TASK TO CARRY OUT: Reproduce the entries below character for character.

*** GIVEN RECORDS Section Begins ***

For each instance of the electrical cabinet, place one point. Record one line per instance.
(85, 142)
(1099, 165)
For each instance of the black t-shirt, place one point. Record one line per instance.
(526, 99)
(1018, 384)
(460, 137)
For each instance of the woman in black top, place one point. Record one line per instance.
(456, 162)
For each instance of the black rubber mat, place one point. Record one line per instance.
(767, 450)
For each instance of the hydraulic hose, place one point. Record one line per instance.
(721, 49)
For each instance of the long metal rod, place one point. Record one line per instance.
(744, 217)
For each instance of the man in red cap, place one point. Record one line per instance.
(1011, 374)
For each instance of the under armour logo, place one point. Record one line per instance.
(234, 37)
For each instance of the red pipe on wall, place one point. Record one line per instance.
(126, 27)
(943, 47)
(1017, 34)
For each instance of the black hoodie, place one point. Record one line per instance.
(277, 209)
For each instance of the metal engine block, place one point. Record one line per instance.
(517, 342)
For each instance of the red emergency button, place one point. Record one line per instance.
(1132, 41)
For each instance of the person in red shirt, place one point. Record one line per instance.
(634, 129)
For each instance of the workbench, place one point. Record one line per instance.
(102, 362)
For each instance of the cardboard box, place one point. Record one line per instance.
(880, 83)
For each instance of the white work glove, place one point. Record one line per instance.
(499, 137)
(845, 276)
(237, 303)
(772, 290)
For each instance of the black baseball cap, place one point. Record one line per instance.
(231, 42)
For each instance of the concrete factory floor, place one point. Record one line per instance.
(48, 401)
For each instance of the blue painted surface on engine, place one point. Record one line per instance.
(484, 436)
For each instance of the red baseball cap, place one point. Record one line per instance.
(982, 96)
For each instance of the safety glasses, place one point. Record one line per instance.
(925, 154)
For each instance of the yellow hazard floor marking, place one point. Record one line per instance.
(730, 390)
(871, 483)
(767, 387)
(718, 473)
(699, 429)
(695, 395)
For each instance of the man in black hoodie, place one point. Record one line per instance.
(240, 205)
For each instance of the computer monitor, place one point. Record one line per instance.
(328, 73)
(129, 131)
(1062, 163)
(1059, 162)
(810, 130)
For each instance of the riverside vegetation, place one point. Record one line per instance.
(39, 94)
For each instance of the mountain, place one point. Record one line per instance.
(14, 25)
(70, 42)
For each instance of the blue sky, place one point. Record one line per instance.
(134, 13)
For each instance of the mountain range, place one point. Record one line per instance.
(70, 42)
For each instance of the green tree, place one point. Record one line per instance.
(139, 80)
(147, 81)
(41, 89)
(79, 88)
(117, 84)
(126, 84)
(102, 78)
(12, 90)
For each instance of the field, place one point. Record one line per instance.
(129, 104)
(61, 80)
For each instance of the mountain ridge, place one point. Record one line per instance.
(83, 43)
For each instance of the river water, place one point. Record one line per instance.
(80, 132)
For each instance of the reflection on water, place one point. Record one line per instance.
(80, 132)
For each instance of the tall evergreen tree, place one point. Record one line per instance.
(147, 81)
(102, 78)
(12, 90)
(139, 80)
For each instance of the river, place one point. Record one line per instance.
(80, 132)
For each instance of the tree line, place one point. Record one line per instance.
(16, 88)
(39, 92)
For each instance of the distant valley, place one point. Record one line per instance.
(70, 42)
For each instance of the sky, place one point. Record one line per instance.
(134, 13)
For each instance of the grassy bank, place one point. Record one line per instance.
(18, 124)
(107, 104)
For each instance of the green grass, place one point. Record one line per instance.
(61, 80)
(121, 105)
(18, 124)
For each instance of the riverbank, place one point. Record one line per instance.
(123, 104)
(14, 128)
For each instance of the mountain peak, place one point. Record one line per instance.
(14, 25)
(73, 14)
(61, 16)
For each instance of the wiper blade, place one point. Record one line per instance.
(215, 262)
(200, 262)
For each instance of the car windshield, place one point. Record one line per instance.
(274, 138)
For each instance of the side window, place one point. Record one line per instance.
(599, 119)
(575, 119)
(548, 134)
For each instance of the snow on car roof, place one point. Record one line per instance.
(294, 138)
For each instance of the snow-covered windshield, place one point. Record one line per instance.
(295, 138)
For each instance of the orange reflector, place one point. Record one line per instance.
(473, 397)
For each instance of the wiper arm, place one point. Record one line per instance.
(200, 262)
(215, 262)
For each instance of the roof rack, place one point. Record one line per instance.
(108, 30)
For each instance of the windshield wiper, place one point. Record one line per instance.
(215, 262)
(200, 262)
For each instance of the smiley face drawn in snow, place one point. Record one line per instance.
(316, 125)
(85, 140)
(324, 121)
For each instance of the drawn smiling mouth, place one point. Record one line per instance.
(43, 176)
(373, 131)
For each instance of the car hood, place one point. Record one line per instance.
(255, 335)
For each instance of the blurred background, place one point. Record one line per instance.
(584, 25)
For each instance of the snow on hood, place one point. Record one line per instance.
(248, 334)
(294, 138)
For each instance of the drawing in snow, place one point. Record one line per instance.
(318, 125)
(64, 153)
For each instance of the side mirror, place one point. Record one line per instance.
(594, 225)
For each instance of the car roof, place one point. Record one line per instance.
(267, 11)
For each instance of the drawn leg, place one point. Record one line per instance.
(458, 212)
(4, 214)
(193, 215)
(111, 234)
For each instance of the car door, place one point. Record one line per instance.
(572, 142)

*** GIVEN RECORDS Section Ends ***

TASK RESULT:
For each instance of the electrical cabinet, place one point. Record one line per instance.
(85, 142)
(1099, 165)
For each instance of the black t-shirt, place one point. Record one line per instance.
(526, 99)
(1018, 384)
(460, 137)
For each instance of the woman in black top, place one point. Record one line per instance.
(456, 162)
For each instance of the black rubber mat, place one point. Record one line per instance.
(767, 450)
For each instance of the hydraulic hose, place one point. Record one line per instance.
(721, 49)
For each instance of the long metal rod, place one point. Record one line per instance.
(744, 217)
For each instance of the man in red cap, place one point. Record one line per instance.
(1011, 374)
For each instance of the under armour logo, place one point. Record one line per instance.
(234, 37)
For each instance of the red pipe on wall, place one point. Record one line per instance.
(126, 27)
(943, 47)
(1017, 34)
For each instance of the black hoodie, place one point. Record one line per instance.
(277, 209)
For each instance of the metal engine block, place one point. Record one line per instance.
(517, 342)
For each instance of the red emergency button, place one point. Record one line per instance.
(1132, 41)
For each instance of the person in red shirt, place one point. Record one line per instance.
(634, 129)
For each instance of the workbench, place one point. Record one line per instance.
(102, 362)
For each instance of the cardboard box, place one point. Record one line per instance.
(880, 83)
For each instance of the white work glove, place one point. Record one line per instance.
(499, 137)
(845, 276)
(237, 303)
(772, 290)
For each instance of the black baseball cap, place one point. Record one line per instance.
(231, 42)
For each instance of the concrete factory floor, place one point. Record one line per instance.
(48, 401)
For each instance of the blue painted surface on engine, place one point. Record one line per instance.
(484, 436)
For each instance of the red baseball cap, place one point. Record one line per instance.
(982, 96)
For each instance of the safety glasses, place one point. Record one line per instance.
(925, 154)
For each instance of the yellow hazard floor marking, place one point. Record one line per instance.
(730, 390)
(871, 483)
(767, 387)
(718, 473)
(699, 429)
(695, 395)
For each instance of the man in black hoodie, place one point. Record one line per instance.
(240, 205)
For each instance of the computer monitor, place one point. Record one line per instance.
(328, 73)
(129, 131)
(1062, 163)
(1059, 162)
(810, 130)
For each instance of the riverside vegetation, place one point. Record one line per instance.
(39, 94)
For each instance of the mountain, place one point. Record one line per instance.
(14, 25)
(70, 42)
For each instance of the blue sky, place one point. Record one line per instance.
(134, 13)
For each instance of the mountain range, place one point. Record one line per instance.
(70, 42)
For each instance of the green tree, place one point. Record one line per instance.
(139, 80)
(147, 81)
(41, 89)
(79, 88)
(117, 84)
(126, 84)
(102, 78)
(12, 90)
For each instance of the field, place one point. Record one line per instance.
(129, 104)
(61, 80)
For each instance of the mountain ridge, place one point. Record one line per instance.
(83, 43)
For each instance of the river water, place one point. Record one line per instance.
(80, 132)
For each instance of the reflection on water, place one point. Record one line per instance.
(80, 132)
For each instance of the tall evergreen tree, place one point. Record one line per instance.
(147, 81)
(102, 78)
(12, 90)
(139, 80)
For each instance of the river, place one point. Record one line per instance.
(80, 132)
For each instance of the tree line, place one point. Record one line per instance.
(16, 88)
(39, 92)
For each instance of the distant valley, place one point. Record one line per instance.
(70, 42)
For each instance of the sky, place one point. Record one line per instance.
(134, 13)
For each instance of the grassy bank, place one point. Record one line per instance.
(18, 124)
(107, 104)
For each instance of the green grass, place one point. Record one line per instance.
(61, 80)
(121, 105)
(18, 124)
For each instance of the riverbank, place one point. Record one line per instance.
(123, 104)
(14, 128)
For each instance of the mountain peak, place one point. Record one line per instance.
(14, 25)
(73, 14)
(61, 16)
For each instance of the wiper blade, place one point. Record one line per instance.
(215, 262)
(200, 262)
For each instance of the car windshield, place one point. Record one line per instance.
(274, 138)
For each instance of the side window, place one point. Record one line per instance.
(599, 119)
(575, 119)
(548, 134)
For each instance of the snow on car roof, place one point. Record one line per instance.
(294, 138)
For each instance of the snow-covered windshield, place one point. Record one line per instance.
(295, 138)
For each instance of the orange reflector, place one point. Record one line per instance.
(473, 397)
For each instance of the wiper arm, place one point. Record one line per instance.
(200, 262)
(215, 262)
For each instance of the roof rack, place one point. Record one line per instance.
(108, 30)
For each instance of the windshield wiper, place one point. Record one line per instance.
(215, 262)
(200, 262)
For each instance of the smiley face drawn in snow, place one point. Record one line per instance.
(316, 125)
(85, 140)
(324, 121)
For each instance of the drawn smiling mouth, place one point. Record one line per instance.
(43, 176)
(373, 131)
For each instance of the car hood, place one point. Record one line per instance.
(255, 335)
For each instance of the blurred background, place one point. Record one line per instance.
(584, 25)
For each instance of the snow on hood, place one point. Record one line per instance.
(248, 334)
(294, 138)
For each instance of the drawing in snow, place one point. Record one line per instance.
(318, 125)
(64, 153)
For each instance of the side mirror, place one point. Record one line per instance.
(594, 225)
For each instance of the car roof, place one point. Record one line per instance.
(267, 11)
For each instance of the drawn leg, place one point. Record one line per instance.
(458, 212)
(4, 214)
(193, 215)
(111, 234)
For each instance of the car door, place one point. Record one line per instance.
(572, 142)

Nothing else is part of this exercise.